**Document extract**:
NeCTAR VMs have two names:

  • the VM hostname
  • the OpenStack dashboard name

Most VMs have a hostname like vm-<ip-address>.rc.melbourne.nectar.org.au. The exceptions are DPM servers which have hostnames like cxdpm*.cloud.coepp.org.au (for some reason).

The dashboard name for a VM is set when the instance is started. This can be almost anything, but the convention is:

  • cxwnNNN - a worker node where NNN is a 3-digit numeric value (eg, cxwn045)
  • cxinNN - an interactive node where NN is a 2-digit numeric value (eq, cxin01)
  • cx????? - for anything else (like the DPM servers)

Note that cloud managers may decide to add extra metadata to the dashboard names to make management easier with herd. For instance, a dashboard name cxwn_mon_000 means this is a worker node VM numbered 000 in the monash-01 cell.

The offcloud servers are:

Name login@hostname comments
c3torque root@c3torque.cloud.coepp.org.au PBS/Torque server
cxbuild root@cxbuild.cloud.coepp.org.au ?
cxcvmfs root@cxcvmfs.cloud.coepp.org.au CVMFS server
cxmon root@cxmon.cloud.coepp.org.au nagios server
cxperf root@cxperf.cloud.coepp.org.au ganglia server
cxpuppetmaster root@cxpuppetmaster.cloud.coepp.org.au puppet master server
cxui root@cxui.cloud.coepp.org.au user submit server (turned off around 1 Oct 2013)

Maintenance

Starting servers

There are two ways to start a server:

  • NeCTAR dashboard
  • herd

Dashboard

Navigate to http://nectar.org.au/, login and go to the CoEPP Tier3 tenancy.

Select the Instances tab and click on the Launch Instance button at the top right of the page. You will see a dialog used to create a new instance:

Here you enter the details for the new VM. We enter values for a test worker node in this dialog and the other tabs:

Note that we enter the userdata script from git: cximage/userdata/c3_userdata.sh.

After you click on the Launch button, you will see the newly created VM in the dashboard:

To terminate the new instance, click on the drop-down menu at the right of the test001 entry and select the Terminate instance item:

You will now see the test001 entry marked for deletion and, after a short wait, the server will disappear:

A video tutorial on running the dashboard is at http://www.youtube.com/watch?v=dPptPWedOyY.

This is not a very useful way to start a VM. True, you can start multiple VMs this way but they will all have the same dashboard name.

herd

herd is a better way to start VMs because it can start multiple VMs, each with different names, and is more flexible in its handling of the VM userdata script. Plus, herd is scriptable.

**Task list**:
(A) For each statement, say whether the NeCTAR VM notes agree (yes or no), and quote the deciding words: (i) herd can start several VMs that each get a different name; (ii) DPM servers have hostnames of the form vm-<ip-address>.rc.melbourne.nectar.org.au; (iii) cxmon is the ganglia server.
(B) List the name of every offcloud server given in the NeCTAR VM notes.
(C) Copy the NeCTAR VM notes word for word, starting with "Navigate to http://nectar.org.au/, login" and going on through "from git: cximage/userdata/c3_userdata.sh.".
Answer from the NeCTAR VM notes alone.

[A set of records]
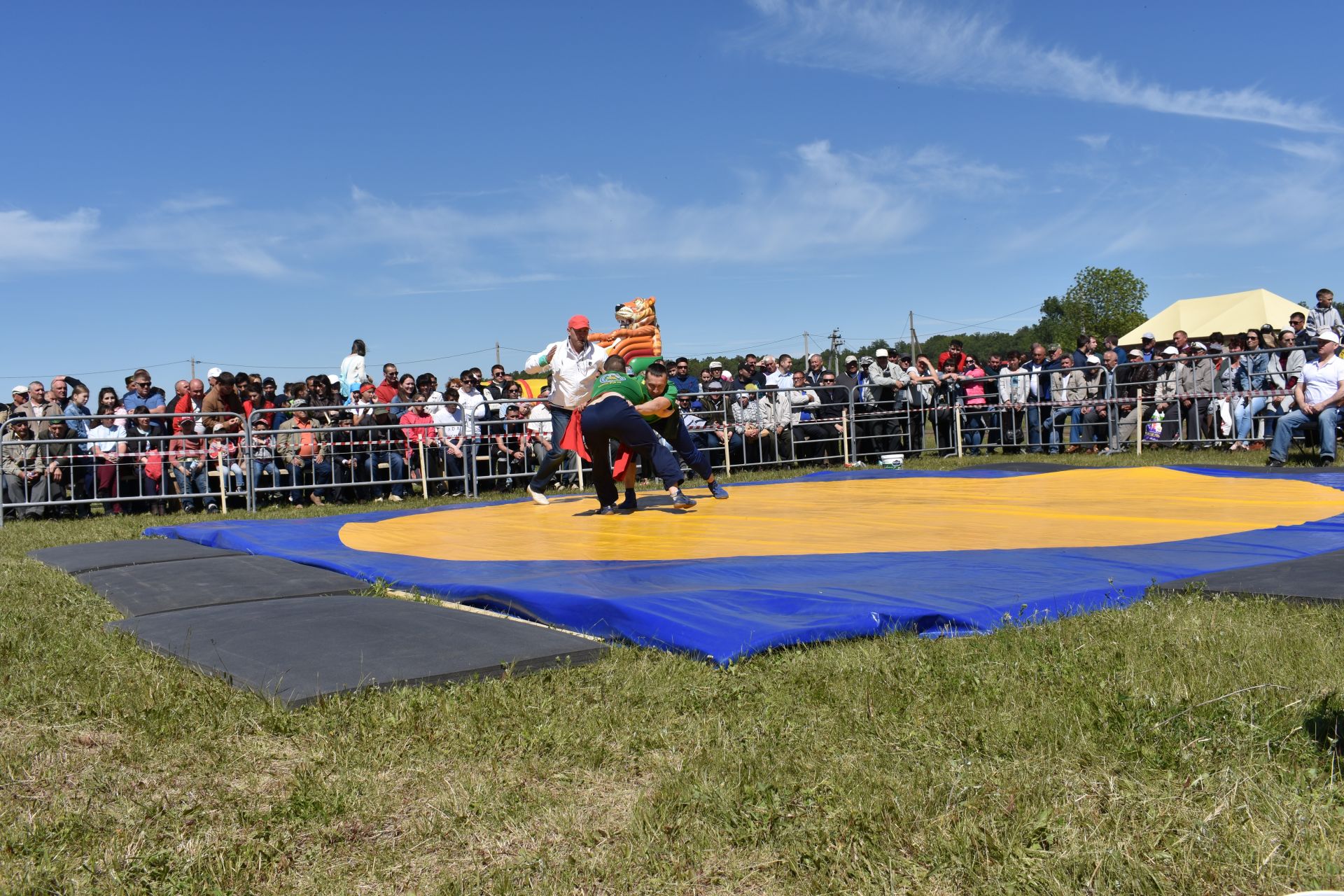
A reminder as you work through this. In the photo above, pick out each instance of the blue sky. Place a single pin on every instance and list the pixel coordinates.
(257, 184)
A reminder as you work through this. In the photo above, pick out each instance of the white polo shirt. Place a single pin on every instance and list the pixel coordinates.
(571, 372)
(1320, 381)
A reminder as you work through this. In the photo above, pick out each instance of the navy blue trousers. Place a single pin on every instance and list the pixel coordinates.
(616, 419)
(685, 447)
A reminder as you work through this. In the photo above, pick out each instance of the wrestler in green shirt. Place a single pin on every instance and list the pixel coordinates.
(635, 391)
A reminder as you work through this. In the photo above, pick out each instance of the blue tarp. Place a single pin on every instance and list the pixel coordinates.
(730, 608)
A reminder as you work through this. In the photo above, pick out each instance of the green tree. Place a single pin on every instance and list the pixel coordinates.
(1101, 302)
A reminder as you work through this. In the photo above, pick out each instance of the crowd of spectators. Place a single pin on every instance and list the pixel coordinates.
(349, 437)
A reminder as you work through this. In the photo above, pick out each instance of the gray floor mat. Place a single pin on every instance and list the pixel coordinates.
(299, 649)
(158, 587)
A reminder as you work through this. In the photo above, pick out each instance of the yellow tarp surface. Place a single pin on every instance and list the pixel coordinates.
(1069, 508)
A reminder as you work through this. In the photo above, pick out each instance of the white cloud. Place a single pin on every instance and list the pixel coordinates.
(30, 241)
(910, 42)
(824, 202)
(1317, 152)
(827, 202)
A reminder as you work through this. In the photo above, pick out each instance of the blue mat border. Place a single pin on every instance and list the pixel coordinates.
(732, 608)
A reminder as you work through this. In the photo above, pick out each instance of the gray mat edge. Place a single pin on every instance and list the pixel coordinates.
(523, 666)
(216, 552)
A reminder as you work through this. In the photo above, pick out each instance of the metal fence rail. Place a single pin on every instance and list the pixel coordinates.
(366, 451)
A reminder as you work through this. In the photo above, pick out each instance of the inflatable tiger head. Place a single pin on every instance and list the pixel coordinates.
(638, 333)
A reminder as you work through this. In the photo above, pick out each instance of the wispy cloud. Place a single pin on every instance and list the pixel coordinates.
(820, 202)
(911, 42)
(1112, 216)
(1320, 152)
(30, 241)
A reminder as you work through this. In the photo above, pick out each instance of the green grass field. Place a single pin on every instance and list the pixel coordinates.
(1177, 746)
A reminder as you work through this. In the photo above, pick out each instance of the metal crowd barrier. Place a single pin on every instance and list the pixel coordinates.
(148, 470)
(363, 458)
(137, 465)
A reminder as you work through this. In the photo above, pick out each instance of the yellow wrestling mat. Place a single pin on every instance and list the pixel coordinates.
(1084, 508)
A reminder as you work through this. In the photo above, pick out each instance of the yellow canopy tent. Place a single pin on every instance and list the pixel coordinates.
(1230, 314)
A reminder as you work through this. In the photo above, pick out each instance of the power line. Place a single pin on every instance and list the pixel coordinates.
(971, 327)
(309, 367)
(115, 370)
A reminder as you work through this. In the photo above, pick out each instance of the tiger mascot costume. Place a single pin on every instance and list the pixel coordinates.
(638, 336)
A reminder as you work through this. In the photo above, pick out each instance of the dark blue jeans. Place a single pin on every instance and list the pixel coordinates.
(617, 421)
(553, 460)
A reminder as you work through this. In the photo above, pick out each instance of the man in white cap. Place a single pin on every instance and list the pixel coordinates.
(573, 365)
(888, 388)
(1317, 394)
(19, 398)
(1196, 390)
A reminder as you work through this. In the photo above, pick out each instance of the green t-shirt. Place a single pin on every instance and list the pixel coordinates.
(635, 390)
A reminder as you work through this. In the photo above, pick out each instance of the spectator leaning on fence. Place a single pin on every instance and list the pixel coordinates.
(353, 368)
(1324, 316)
(23, 472)
(38, 409)
(1250, 378)
(222, 407)
(1317, 396)
(1133, 399)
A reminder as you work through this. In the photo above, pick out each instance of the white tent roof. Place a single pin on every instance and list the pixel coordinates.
(1230, 314)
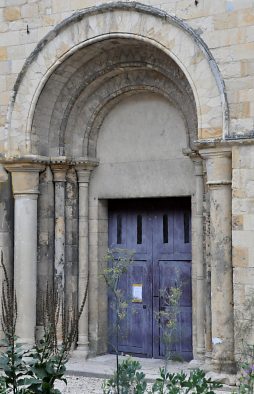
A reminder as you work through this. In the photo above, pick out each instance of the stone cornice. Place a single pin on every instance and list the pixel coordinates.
(33, 159)
(223, 143)
(218, 151)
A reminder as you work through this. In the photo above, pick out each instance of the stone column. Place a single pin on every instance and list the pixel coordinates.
(83, 171)
(25, 182)
(59, 177)
(198, 256)
(219, 174)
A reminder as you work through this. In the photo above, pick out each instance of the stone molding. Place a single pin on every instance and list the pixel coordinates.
(59, 172)
(218, 165)
(25, 177)
(84, 170)
(142, 23)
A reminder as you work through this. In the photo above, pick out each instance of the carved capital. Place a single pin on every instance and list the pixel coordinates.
(218, 166)
(25, 177)
(84, 167)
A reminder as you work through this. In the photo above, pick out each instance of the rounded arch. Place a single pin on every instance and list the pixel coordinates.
(119, 20)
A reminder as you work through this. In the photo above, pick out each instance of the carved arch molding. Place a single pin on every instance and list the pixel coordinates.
(82, 68)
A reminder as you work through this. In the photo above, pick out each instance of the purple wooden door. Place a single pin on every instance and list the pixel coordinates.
(159, 232)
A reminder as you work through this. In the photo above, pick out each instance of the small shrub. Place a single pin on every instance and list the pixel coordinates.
(180, 383)
(129, 378)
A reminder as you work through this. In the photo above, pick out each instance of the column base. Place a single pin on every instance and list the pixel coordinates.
(225, 366)
(82, 351)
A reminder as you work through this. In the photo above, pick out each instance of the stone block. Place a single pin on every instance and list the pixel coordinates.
(3, 53)
(240, 256)
(240, 110)
(247, 67)
(250, 188)
(248, 222)
(237, 222)
(11, 13)
(246, 17)
(226, 21)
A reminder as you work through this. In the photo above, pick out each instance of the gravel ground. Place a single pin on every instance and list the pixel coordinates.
(81, 385)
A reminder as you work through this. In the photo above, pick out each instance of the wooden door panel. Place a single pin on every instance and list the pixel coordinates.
(161, 239)
(177, 274)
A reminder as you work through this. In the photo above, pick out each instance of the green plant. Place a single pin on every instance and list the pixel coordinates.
(167, 318)
(180, 383)
(118, 262)
(129, 378)
(36, 370)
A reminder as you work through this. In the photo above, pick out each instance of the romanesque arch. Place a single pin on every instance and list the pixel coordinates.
(77, 74)
(96, 24)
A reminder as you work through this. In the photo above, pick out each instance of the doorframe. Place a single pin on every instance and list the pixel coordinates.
(98, 321)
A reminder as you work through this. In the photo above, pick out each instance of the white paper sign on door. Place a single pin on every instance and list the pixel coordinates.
(137, 292)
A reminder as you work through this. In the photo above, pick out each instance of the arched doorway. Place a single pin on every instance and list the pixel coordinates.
(73, 82)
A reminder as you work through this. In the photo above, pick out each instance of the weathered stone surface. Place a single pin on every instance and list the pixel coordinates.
(192, 80)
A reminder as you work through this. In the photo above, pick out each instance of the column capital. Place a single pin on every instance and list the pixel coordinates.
(198, 164)
(59, 171)
(25, 177)
(218, 166)
(84, 169)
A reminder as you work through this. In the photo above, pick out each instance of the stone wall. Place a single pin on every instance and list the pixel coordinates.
(225, 26)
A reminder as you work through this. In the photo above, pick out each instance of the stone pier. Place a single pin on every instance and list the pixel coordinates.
(219, 170)
(25, 182)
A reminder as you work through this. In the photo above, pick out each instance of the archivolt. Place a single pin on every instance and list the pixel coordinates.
(81, 89)
(71, 44)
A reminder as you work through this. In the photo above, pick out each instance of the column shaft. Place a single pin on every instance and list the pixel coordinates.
(59, 171)
(198, 257)
(25, 264)
(25, 181)
(219, 169)
(83, 179)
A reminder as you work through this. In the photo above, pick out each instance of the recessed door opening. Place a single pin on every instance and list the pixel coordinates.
(159, 231)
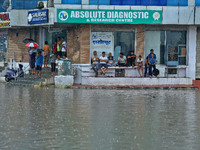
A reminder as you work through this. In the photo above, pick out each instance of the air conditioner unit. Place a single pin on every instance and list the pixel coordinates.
(42, 4)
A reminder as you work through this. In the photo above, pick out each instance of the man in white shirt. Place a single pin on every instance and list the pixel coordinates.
(64, 47)
(103, 63)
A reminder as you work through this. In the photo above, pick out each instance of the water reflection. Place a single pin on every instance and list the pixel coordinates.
(51, 118)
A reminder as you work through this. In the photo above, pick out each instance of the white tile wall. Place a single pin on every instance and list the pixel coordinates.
(186, 15)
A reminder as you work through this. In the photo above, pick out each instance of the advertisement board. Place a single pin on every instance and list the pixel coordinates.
(101, 41)
(38, 16)
(109, 16)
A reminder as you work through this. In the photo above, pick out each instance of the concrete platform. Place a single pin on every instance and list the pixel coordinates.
(133, 81)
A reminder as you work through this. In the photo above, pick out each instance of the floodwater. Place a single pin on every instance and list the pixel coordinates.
(80, 119)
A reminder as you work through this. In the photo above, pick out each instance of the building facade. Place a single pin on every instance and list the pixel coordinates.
(170, 27)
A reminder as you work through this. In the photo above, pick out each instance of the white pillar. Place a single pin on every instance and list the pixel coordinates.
(85, 2)
(191, 52)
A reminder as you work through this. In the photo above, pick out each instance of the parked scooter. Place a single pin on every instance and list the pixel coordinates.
(12, 74)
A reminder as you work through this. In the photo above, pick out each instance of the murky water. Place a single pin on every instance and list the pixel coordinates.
(61, 119)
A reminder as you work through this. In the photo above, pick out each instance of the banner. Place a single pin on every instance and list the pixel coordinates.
(101, 41)
(109, 16)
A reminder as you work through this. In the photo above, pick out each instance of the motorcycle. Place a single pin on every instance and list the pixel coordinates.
(12, 74)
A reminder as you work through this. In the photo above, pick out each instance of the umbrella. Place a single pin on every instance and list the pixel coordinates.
(28, 41)
(32, 44)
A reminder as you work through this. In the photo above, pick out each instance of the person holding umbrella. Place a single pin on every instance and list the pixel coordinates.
(32, 56)
(32, 60)
(39, 62)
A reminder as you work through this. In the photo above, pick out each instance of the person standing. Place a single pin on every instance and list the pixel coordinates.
(131, 59)
(53, 64)
(146, 73)
(32, 60)
(122, 60)
(140, 65)
(59, 47)
(152, 61)
(46, 53)
(95, 63)
(39, 62)
(64, 47)
(103, 63)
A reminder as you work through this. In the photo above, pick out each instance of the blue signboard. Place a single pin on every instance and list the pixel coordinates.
(38, 16)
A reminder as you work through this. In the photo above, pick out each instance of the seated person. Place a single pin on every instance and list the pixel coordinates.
(95, 63)
(111, 60)
(103, 63)
(140, 65)
(122, 60)
(131, 59)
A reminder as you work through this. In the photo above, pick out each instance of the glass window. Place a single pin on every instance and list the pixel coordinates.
(177, 2)
(169, 46)
(99, 2)
(71, 1)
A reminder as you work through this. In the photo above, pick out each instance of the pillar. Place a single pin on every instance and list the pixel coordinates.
(78, 41)
(191, 52)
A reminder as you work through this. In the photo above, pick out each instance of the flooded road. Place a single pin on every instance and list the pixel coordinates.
(79, 119)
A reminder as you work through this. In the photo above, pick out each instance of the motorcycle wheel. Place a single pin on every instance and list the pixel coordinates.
(7, 79)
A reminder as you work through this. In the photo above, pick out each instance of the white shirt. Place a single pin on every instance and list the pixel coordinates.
(64, 46)
(103, 58)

**Answer set**:
(A)
(i) Yes: "it can start multiple VMs, each with different names"
(ii) No: "The exceptions are DPM servers which have hostnames like cxdpm*.cloud.coepp.org.au"
(iii) No: "cxmon root@cxmon.cloud.coepp.org.au nagios server"

(B) c3torque, cxbuild, cxcvmfs, cxmon, cxperf, cxpuppetmaster, cxui

(C)
Navigate to http://nectar.org.au/, login and go to the CoEPP Tier3 tenancy.

Select the Instances tab and click on the Launch Instance button at the top right of the page. You will see a dialog used to create a new instance:

Here you enter the details for the new VM. We enter values for a test worker node in this dialog and the other tabs:

Note that we enter the userdata script from git: cximage/userdata/c3_userdata.sh.